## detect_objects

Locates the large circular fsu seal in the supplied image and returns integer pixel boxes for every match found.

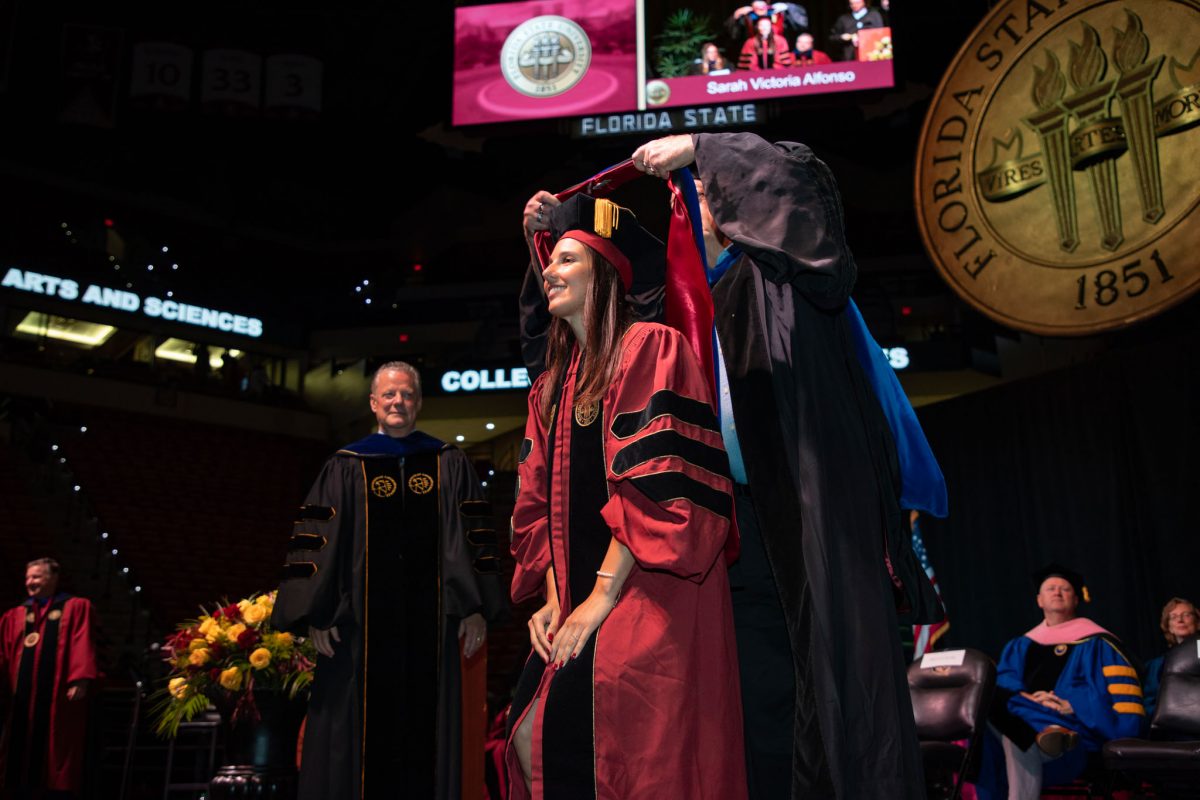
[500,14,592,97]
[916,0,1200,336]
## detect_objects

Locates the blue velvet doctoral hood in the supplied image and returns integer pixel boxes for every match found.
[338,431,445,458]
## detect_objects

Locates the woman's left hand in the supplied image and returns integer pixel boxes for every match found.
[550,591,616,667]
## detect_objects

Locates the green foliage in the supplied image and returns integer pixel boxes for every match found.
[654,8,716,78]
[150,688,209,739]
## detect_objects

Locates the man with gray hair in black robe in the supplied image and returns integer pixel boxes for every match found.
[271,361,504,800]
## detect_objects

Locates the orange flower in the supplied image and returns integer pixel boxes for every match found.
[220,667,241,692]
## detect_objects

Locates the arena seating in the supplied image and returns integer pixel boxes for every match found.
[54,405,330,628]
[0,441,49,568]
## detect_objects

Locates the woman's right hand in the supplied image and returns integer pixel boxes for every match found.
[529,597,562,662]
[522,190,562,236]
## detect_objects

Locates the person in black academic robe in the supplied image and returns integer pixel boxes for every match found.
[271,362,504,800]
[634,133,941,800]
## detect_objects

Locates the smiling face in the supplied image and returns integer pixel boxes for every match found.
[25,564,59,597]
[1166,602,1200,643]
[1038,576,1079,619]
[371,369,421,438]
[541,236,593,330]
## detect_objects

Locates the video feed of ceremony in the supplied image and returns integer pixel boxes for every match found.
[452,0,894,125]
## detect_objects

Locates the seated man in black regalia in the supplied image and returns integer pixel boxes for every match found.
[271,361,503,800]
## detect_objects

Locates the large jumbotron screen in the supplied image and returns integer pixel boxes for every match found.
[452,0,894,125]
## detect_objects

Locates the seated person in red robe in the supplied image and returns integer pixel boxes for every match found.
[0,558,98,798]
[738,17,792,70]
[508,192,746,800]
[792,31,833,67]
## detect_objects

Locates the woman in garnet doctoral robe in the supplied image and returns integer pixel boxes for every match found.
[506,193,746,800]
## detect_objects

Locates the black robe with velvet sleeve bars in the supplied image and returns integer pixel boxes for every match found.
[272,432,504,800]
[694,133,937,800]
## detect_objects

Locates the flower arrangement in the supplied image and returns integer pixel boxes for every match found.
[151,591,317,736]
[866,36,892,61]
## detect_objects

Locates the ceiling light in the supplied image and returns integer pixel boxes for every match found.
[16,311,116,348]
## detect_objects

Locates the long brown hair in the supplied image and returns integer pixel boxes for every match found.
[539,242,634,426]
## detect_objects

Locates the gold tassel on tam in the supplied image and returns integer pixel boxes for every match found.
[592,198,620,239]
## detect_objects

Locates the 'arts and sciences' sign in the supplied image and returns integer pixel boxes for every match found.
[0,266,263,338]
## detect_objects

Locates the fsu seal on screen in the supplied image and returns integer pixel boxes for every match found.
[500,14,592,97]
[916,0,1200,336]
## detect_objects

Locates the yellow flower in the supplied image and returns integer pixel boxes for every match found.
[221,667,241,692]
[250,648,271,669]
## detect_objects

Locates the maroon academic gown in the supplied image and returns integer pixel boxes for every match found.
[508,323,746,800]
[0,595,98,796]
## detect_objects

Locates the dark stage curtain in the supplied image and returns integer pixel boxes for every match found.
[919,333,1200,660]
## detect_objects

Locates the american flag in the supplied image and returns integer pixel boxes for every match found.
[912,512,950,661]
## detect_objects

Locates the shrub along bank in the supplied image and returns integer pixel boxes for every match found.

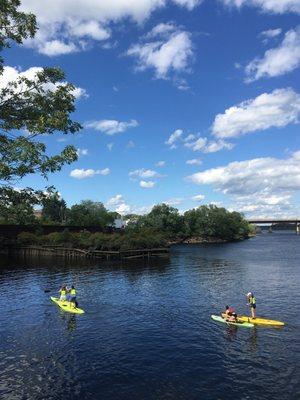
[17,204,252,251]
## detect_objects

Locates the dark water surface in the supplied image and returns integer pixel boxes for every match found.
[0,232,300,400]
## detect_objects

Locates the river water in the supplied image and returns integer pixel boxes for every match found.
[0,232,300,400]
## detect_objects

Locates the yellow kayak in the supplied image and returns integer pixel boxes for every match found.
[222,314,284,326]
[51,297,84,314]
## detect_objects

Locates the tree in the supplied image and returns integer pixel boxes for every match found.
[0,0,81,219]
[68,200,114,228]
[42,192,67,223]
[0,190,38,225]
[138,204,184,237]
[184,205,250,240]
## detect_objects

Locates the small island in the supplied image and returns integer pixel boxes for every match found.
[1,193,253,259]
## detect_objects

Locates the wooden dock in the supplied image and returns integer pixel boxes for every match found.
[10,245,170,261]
--
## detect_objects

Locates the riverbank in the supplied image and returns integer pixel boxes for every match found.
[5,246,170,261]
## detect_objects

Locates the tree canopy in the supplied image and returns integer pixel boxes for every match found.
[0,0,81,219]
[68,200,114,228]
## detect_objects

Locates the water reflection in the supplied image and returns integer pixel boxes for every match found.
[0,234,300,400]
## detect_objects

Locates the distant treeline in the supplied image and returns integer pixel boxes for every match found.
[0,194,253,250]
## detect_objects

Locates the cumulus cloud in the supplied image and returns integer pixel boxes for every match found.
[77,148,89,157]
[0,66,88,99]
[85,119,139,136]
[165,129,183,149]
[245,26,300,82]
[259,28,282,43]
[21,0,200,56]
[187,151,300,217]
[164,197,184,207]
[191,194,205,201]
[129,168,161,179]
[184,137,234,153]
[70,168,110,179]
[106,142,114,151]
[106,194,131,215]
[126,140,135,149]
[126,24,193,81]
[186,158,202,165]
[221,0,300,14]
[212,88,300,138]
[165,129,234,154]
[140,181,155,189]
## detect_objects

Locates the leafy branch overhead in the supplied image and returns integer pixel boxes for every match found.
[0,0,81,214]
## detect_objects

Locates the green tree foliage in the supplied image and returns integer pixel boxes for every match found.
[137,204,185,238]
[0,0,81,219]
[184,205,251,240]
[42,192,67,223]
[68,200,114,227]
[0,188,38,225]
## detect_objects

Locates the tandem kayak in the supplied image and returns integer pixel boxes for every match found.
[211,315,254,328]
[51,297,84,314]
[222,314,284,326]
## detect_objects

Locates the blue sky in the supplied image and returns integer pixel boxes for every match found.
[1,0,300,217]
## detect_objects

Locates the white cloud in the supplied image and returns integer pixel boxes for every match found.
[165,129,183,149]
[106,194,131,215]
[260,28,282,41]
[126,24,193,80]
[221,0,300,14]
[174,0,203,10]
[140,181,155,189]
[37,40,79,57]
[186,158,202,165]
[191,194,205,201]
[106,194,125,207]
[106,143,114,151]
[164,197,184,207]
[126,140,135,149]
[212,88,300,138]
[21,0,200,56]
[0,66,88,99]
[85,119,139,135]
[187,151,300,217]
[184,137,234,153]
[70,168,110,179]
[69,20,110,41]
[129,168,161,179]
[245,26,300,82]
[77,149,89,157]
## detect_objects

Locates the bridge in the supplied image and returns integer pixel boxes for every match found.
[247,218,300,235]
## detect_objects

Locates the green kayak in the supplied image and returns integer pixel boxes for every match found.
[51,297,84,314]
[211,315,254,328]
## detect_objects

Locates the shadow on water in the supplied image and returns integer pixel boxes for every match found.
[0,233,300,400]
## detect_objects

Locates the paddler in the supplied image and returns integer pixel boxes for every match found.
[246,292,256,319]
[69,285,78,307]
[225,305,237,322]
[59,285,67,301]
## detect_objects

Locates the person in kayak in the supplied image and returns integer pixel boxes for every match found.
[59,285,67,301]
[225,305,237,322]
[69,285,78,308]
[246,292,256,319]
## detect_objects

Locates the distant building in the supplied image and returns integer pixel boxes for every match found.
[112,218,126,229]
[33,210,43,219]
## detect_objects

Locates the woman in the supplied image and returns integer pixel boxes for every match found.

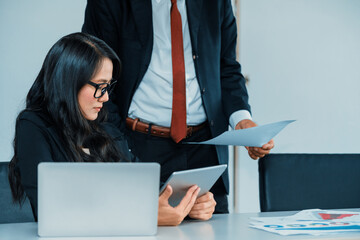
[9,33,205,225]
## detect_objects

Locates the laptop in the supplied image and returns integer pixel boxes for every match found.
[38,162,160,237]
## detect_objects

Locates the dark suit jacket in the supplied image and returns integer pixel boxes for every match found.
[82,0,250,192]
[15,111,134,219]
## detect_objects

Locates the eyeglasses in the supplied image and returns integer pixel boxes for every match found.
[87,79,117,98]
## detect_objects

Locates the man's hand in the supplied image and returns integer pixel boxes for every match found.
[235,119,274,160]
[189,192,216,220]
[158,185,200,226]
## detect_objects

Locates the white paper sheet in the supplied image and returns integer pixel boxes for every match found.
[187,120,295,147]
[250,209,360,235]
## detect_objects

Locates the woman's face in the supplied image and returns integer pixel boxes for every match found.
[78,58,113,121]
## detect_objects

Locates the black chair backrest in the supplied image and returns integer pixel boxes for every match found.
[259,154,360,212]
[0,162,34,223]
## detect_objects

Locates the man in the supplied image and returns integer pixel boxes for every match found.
--
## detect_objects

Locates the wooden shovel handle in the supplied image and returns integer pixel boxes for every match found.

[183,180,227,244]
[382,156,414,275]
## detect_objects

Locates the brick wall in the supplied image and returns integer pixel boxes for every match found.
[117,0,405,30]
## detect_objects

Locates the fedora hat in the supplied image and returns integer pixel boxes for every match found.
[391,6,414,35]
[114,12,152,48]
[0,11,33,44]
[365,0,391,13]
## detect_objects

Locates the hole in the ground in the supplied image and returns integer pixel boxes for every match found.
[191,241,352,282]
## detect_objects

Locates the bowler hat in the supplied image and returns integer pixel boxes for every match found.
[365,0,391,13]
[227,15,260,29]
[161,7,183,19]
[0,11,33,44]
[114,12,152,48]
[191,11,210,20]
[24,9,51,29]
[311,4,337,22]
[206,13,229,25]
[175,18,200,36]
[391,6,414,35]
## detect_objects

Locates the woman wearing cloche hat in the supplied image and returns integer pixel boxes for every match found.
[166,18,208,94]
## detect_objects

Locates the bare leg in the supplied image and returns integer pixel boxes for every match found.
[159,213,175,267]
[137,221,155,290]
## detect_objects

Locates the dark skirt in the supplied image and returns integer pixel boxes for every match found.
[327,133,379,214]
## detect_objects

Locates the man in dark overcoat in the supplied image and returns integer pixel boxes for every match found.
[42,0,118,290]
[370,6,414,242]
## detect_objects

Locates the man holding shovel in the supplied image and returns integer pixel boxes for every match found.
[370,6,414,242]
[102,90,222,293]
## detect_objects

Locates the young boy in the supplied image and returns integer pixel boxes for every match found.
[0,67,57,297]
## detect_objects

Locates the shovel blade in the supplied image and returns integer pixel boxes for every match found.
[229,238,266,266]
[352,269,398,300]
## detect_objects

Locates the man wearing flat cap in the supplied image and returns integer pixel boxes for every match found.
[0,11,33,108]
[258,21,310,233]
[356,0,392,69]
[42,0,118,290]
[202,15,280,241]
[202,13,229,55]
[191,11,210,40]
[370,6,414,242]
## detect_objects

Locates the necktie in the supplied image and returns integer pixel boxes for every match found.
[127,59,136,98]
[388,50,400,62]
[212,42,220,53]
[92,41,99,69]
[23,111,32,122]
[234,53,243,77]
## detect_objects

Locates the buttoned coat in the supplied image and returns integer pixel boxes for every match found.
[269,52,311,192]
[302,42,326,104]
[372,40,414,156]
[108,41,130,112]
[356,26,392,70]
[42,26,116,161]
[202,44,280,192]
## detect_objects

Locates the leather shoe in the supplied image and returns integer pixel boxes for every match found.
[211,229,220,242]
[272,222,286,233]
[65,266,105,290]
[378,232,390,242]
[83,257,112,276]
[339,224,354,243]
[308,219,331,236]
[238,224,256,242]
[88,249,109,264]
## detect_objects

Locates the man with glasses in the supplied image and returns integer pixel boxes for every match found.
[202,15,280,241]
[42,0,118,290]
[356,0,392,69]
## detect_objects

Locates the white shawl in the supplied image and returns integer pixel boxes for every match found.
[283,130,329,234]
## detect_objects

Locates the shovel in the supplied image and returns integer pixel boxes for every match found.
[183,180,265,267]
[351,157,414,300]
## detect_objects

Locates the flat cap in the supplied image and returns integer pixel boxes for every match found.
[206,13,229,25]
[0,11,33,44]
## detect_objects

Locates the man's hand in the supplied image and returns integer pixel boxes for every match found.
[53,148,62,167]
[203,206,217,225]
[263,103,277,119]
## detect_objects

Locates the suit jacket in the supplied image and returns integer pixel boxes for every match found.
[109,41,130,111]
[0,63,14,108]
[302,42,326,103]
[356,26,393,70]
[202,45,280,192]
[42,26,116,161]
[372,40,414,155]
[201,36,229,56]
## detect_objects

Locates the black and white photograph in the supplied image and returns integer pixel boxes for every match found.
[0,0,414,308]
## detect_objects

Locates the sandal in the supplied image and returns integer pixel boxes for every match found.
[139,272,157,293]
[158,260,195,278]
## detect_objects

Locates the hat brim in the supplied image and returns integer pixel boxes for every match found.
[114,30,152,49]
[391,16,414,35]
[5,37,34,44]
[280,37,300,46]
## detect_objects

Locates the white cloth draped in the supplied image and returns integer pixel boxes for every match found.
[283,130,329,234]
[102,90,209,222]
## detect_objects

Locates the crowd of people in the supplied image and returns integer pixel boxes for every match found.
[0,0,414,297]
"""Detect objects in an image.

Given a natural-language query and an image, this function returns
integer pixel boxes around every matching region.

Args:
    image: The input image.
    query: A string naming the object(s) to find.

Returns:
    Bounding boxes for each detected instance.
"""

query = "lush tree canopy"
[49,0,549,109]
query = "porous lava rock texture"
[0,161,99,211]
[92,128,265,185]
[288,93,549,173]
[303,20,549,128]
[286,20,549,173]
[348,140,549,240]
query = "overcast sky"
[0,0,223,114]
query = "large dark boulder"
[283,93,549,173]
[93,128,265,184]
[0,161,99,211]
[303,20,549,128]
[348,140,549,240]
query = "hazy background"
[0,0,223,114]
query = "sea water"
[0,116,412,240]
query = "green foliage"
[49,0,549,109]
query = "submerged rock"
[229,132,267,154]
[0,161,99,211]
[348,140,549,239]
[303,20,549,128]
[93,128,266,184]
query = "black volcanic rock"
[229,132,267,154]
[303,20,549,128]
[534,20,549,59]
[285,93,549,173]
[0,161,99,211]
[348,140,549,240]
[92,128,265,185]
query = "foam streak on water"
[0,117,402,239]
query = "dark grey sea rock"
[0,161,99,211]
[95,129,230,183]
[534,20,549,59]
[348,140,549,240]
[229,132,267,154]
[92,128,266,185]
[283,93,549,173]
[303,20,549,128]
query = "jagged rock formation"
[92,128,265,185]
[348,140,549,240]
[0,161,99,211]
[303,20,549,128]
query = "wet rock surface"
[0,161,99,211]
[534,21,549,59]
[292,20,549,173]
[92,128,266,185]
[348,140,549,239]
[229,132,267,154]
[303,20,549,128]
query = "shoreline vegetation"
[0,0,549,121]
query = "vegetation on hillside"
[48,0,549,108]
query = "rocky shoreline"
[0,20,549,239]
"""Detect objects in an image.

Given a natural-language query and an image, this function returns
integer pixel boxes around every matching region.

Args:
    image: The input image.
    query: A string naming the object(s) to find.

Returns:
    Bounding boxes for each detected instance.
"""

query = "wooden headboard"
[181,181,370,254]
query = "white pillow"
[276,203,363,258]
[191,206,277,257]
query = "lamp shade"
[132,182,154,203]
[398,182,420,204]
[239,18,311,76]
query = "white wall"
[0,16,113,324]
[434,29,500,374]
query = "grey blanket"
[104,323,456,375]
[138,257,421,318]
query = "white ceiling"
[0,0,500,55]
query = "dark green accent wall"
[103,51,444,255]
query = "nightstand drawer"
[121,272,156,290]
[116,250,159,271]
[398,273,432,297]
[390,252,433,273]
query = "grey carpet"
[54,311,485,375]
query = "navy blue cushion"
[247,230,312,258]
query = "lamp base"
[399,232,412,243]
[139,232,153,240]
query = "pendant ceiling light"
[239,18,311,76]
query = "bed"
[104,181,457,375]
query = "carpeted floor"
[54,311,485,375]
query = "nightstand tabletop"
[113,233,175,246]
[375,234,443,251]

Exercise objective => Count the lines in the records that contain the string "foliage", treating case as significant, and give only the number.

The reply => 3